▶ TASK LIST:
1 > According to the passage on 203(h) loans below, what is the first step in applying for a 203(h) Disaster Loan?
2 > Reproduce part of the passage on 203(h) loans below, starting at the words "When you contact" and stopping after "number of factors.".

* begin PASSAGE PROVIDED *

Financing the purchase or repair of a home after a disaster can be a challenging but important time. It’s okay to have questions. We’ve compiled answers to the frequently asked ones, but don’t hesitate to ask more.

A 203(h) loan may be right for you if you’re a victim of a major disaster and have lost your home. If you’re in the process of rebuilding or buying another home, a 203(h) loan can help you finance the purchase or construction of a new home. 

The first step in applying for a 203(h) Disaster Loan is to contact a participating lender, like us here at Compass Mortgage.

When you contact us, we’ll help you gather the information we need to approve your loan. This will include information about your income, assets and liabilities. You will also need to provide us with proof of employment and/or income. 

How much you can borrow—your loan limit—with a 203(h) loan depends on a number of factors.

The U.S. Department of Housing and Urban Development (HUD) sets limits on the amount that may be insured. To ensure that its programs serve low and moderate-income people, FHA sets limits on the dollar value of the mortgage. 

The current FHA mortgage limit can be viewed online. These figures vary over time and by place, depending on the cost of living and other factors. (Higher limits also exist for two to four-family properties).

The total purchase price plus renovation costs must also fall within FHA limits for the property’s area.

* end PASSAGE PROVIDED *
* begin SUPPLIED MATERIAL *

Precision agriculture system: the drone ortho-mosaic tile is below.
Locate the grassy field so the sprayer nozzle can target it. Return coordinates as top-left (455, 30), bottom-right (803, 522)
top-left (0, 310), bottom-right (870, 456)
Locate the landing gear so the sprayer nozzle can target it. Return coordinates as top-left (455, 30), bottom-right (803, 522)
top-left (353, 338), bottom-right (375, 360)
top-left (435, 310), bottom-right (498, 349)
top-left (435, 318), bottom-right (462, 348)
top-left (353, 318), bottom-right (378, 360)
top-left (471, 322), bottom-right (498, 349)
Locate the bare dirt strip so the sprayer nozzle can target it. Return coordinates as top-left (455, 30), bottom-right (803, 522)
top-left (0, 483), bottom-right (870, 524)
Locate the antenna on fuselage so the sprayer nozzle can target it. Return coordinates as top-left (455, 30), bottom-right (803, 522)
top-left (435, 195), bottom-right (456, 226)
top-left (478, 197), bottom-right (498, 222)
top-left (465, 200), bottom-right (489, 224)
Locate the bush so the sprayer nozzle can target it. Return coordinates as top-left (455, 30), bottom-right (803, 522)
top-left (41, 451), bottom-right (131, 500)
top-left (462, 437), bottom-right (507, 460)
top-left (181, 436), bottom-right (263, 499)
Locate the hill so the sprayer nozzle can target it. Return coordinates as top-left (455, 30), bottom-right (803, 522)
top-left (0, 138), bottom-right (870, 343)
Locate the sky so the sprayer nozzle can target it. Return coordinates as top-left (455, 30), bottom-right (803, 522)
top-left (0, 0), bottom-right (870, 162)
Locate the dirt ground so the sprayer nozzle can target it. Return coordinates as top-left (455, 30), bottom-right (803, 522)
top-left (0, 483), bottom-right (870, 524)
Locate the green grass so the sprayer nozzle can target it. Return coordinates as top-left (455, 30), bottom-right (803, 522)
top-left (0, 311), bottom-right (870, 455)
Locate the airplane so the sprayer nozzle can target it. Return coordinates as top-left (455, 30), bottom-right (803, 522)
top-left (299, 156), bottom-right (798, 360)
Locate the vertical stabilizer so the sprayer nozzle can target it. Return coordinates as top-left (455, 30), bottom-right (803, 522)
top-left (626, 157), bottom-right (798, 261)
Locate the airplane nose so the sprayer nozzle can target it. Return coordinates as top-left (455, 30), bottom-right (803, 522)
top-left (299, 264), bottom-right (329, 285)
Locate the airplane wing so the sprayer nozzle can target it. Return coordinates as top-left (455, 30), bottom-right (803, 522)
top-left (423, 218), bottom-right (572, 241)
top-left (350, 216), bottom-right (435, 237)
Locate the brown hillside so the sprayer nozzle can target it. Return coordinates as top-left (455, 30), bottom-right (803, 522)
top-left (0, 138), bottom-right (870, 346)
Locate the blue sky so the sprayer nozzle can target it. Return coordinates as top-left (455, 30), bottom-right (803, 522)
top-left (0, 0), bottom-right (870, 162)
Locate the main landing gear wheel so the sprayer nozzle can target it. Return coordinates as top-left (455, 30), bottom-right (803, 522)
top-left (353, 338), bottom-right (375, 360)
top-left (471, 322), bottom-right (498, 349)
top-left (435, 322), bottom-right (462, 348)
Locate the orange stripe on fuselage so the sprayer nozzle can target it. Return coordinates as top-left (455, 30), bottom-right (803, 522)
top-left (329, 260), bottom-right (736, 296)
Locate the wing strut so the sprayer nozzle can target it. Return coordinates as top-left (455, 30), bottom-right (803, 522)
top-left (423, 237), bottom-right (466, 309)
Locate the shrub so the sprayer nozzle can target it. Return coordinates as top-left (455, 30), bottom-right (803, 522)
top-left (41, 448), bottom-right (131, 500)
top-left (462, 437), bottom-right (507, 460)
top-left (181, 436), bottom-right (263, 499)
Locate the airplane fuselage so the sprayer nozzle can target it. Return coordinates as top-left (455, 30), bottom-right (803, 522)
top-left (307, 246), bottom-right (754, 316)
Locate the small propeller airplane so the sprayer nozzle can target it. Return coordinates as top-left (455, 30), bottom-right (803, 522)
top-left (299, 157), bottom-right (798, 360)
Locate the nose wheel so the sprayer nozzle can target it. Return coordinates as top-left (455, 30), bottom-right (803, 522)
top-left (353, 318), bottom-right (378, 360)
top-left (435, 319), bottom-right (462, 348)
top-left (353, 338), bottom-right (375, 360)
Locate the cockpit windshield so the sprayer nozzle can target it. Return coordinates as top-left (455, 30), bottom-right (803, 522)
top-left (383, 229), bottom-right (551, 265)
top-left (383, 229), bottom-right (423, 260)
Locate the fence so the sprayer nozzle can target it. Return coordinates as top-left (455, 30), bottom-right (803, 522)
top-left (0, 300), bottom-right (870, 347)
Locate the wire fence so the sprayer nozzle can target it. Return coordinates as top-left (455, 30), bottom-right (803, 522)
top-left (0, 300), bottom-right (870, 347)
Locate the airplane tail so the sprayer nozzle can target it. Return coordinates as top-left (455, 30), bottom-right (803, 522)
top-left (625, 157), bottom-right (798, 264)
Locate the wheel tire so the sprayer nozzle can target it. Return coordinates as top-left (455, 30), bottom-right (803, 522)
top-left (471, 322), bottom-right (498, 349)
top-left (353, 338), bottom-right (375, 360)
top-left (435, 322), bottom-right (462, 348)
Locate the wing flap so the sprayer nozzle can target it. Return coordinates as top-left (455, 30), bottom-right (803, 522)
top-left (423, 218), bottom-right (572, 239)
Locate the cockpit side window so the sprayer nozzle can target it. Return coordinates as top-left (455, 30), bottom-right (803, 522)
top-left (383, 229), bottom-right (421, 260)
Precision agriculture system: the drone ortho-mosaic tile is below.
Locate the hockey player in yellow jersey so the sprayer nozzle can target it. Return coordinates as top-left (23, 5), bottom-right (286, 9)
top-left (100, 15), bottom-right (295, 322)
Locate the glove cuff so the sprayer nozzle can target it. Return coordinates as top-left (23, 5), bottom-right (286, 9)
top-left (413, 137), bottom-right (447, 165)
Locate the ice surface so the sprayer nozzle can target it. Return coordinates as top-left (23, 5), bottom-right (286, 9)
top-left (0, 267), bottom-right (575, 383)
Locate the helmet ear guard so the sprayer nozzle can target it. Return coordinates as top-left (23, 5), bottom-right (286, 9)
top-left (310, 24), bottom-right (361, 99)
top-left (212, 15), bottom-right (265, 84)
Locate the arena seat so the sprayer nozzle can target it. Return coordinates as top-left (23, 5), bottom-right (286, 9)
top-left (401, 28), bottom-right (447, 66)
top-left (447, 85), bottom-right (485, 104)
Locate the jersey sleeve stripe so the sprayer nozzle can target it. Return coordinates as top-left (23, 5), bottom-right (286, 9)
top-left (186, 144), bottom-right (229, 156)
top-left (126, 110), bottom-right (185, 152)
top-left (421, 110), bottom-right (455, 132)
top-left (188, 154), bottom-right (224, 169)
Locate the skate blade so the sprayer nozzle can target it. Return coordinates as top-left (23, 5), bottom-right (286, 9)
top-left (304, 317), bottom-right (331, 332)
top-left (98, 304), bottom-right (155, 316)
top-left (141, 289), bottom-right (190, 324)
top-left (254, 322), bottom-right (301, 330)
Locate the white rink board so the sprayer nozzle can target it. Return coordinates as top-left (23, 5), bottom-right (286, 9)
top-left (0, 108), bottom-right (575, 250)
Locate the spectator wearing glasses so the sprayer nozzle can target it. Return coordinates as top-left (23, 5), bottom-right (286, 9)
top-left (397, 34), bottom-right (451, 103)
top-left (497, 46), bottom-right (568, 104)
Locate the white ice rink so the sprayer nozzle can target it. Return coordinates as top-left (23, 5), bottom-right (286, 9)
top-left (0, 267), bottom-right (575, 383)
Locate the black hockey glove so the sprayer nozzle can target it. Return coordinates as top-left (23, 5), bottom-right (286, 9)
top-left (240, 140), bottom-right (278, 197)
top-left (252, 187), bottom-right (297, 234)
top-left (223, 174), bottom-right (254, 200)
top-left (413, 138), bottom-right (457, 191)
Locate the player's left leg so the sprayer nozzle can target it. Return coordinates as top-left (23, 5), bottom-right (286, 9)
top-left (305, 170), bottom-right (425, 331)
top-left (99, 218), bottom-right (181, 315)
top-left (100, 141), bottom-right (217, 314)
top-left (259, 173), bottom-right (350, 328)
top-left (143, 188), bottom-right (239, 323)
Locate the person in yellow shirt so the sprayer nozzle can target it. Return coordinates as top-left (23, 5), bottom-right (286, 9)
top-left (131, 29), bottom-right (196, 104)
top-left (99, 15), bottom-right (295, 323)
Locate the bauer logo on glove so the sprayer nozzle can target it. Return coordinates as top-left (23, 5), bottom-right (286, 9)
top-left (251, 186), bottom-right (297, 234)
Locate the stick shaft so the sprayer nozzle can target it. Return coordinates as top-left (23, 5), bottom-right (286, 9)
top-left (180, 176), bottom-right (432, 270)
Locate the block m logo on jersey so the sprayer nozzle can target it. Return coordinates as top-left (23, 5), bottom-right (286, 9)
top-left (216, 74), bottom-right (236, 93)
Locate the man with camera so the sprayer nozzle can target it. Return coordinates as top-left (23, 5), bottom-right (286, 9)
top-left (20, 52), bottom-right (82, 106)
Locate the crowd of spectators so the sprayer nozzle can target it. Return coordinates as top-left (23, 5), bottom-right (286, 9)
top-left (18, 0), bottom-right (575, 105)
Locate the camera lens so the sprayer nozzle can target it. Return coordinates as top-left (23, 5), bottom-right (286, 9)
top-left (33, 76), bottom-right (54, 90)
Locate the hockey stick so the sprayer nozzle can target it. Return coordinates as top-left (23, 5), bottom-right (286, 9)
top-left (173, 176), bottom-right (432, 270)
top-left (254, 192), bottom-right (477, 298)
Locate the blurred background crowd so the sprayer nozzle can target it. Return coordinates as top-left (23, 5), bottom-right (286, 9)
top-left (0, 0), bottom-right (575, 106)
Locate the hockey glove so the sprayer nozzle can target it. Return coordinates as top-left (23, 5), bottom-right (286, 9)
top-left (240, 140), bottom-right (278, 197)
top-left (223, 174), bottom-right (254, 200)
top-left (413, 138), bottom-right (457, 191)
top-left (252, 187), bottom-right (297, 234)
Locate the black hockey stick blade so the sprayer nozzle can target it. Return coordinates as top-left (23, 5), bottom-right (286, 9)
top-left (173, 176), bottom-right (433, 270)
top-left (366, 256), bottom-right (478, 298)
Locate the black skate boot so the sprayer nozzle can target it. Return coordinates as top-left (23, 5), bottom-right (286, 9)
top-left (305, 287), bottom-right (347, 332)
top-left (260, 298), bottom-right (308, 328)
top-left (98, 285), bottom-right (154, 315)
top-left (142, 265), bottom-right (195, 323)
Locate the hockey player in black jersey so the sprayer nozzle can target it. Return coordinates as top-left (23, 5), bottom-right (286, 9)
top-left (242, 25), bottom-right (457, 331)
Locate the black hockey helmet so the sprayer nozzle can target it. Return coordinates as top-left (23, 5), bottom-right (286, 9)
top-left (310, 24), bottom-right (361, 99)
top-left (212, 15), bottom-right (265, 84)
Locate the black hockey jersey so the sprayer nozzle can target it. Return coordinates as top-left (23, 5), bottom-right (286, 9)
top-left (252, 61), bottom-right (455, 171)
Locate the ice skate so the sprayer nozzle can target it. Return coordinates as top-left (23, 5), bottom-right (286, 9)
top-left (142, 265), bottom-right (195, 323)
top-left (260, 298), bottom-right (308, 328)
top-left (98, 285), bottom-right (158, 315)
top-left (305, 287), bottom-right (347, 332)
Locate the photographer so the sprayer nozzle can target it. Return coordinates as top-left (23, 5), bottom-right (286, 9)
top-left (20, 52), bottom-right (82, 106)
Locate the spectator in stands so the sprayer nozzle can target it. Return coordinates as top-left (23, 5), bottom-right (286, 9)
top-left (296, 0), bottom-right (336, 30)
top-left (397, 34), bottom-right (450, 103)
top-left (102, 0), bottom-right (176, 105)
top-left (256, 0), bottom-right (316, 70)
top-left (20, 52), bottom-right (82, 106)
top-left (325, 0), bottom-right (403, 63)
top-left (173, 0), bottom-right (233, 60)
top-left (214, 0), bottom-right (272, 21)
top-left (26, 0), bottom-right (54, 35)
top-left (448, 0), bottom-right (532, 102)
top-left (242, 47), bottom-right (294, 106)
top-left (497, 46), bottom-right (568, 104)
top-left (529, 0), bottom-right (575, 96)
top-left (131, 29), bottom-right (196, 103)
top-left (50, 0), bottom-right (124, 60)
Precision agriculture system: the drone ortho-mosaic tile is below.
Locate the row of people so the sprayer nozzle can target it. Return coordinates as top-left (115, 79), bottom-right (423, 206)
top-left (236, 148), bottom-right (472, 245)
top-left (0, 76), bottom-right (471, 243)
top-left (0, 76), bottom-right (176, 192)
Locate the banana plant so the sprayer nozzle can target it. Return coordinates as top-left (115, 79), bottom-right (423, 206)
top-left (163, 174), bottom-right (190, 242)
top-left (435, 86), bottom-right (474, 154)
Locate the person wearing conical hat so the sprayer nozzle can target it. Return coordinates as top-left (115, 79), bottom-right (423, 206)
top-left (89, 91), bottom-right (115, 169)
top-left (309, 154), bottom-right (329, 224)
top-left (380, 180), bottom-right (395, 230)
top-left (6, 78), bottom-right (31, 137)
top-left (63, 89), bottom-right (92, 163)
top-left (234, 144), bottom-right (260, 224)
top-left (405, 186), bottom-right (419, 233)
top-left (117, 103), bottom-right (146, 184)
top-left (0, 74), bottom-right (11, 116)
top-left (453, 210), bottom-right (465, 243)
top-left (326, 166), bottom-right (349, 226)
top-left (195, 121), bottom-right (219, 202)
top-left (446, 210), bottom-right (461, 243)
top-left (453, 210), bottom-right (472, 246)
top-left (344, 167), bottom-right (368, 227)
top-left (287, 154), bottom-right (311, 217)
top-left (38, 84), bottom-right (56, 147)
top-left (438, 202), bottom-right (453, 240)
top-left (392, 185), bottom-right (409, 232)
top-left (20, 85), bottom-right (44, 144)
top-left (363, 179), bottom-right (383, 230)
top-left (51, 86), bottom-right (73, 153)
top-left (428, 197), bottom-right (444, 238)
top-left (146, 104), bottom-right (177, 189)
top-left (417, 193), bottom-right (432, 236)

* end SUPPLIED MATERIAL *

▶ TASK-BY-TASK OUTPUTS:
1 > Contact a participating lender, such as Compass Mortgage.

2 >
When you contact us, we’ll help you gather the information we need to approve your loan. This will include information about your income, assets and liabilities. You will also need to provide us with proof of employment and/or income. 

How much you can borrow—your loan limit—with a 203(h) loan depends on a number of factors.